* Your goal *
Go line by line through the entries below and copy those containing the string "provide".

* Saved entries *
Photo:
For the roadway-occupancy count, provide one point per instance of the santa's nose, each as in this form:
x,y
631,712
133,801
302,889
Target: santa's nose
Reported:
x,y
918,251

==

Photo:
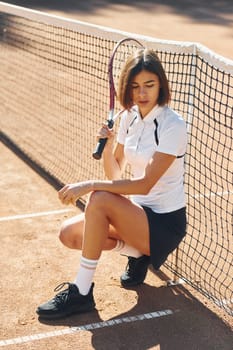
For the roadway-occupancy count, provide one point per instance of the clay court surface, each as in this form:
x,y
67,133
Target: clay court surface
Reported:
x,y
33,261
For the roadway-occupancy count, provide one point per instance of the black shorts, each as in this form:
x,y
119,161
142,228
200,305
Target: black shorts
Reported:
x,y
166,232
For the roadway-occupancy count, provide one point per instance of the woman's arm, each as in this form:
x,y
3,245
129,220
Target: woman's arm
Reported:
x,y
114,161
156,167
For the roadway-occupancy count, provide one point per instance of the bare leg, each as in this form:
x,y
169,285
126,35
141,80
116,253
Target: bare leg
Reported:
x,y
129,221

* Solution *
For the roadway-occupancy count, provide one point per instance of the santa's nose, each as in this form:
For the roadway-occupancy count, provide one point per instance of the clay court surface, each as in this form:
For the roadway-occupancy count, provide one point per instance of the black shorts, each as in this form:
For the roadway-occupancy count, provide one point per instance of the woman's arm, each as in this form:
For the roadway-occupancy count, provide one point per instance of the bare leg, each as in this form:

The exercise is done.